# Required work
1. Name every proper name from the fictional world of the game that the System Shock review mentions.
2. According to the System Shock review, why does the player character compromise SHODAN?

Note! This game has been remade by Nightdive and it’s awesome. This “reprinted” epistle here refers to the original game from 1994.
My first experience with this landmark piece of software was when I received the demo for it off the CD on the cover a gaming magazine. It was about 2pm or so on a Saturday afternoon. I didn’t pull myself away from the 486 DX2 I owned until late night; like 10 or 11pm.
The demo only included one level, quite logically Level One. That was enough, trust me. I went out and bought the full version pretty much ASAP after that.
System Shock 1 is a 3D space adventure/RPG. I believe it uses the same “engine” from the Underworld games, though I could be wrong. It has true room over room 3D like the Underworlds and objects thrown into it generally behave as they would in the real world. Let me qualify “space adventure/RPG” a little.
It’s set in space, yes, but on a space station. The game never leaves the confines of Citadel Station where you wake up from a medically induced coma. You see, you’re a bad guy cracker that’s been caught by the mega-company Trioptimum for a break-in on their network. As a deal, you compromise an AI known as SHODAN in exchange for a military grade implant in your head. A fair deal?
SHODAN thinks so. He/she/it has become self-aware and is enjoying every moment of it. Trouble is, SHODAN is enjoying things at the expense of us puny humans.
Keeping in character with a mad AI, SHODAN wants to rule the Universe. It’s up you to thwart this dastardly ambition. You awake from your coma with virtually no idea of what has happened or what’s going on. As you make your way around the clinical confines of the medical bay, you begin to understand that something horrible has happened.

For a game of 1994 vintage, the graphics are fairly crisp. Back then, you needed a high end system to play the game with all settings at maximum. Nowadays, a Pentium 2 300 could possibly be too fast for it. Regardless, the graphics are fitting to the world of Citadel Station; a place of steel and functionality. The game can be played at several difficulty settings, one imposes a time limit upon you which really sets things off to an urgent tone; another setting strips the game of plot settings and turns it into a sophisticated first person shooter.
If you play the game at recommended settings, it’s going to take the average gamer 40-50 hours to complete. Like the Underworlds, the game is fairly non-linear and mostly event driven. It has it fair share of puzzles and tricks too, some of which will induce serious head-scratching.

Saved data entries
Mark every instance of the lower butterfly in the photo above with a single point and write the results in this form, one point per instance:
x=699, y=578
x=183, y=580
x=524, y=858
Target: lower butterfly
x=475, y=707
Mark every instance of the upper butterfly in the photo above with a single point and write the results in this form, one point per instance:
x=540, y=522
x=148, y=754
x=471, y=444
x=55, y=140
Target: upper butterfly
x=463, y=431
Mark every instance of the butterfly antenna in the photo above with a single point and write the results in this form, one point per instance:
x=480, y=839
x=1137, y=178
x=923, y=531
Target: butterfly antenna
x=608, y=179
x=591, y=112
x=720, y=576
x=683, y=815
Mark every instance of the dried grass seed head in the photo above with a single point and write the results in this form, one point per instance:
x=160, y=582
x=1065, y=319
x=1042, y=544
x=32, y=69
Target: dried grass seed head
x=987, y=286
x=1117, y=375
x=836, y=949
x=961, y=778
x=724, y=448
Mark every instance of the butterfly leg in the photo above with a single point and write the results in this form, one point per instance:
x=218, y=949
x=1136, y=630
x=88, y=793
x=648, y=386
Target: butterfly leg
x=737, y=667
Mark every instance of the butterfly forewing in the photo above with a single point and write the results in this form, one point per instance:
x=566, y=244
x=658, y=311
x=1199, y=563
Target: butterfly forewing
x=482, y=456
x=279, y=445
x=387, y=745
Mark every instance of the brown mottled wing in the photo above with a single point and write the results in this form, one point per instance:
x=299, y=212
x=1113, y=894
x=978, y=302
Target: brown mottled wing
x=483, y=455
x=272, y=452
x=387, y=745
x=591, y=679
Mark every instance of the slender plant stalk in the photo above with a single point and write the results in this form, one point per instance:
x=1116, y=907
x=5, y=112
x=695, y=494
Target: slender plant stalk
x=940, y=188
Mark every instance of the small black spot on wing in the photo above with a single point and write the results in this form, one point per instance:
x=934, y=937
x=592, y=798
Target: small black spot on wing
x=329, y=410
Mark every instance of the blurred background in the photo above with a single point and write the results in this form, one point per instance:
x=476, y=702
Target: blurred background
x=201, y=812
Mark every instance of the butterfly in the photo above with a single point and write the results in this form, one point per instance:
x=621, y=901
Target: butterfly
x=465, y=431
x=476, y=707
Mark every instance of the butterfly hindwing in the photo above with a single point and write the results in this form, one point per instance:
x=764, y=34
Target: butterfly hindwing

# Answers provided
1. Citadel Station, Trioptimum, SHODAN

2. The character is a cracker whom the mega-company Trioptimum caught breaking into its network. As a deal, the character agrees to compromise the AI SHODAN in exchange for a military grade implant in the head.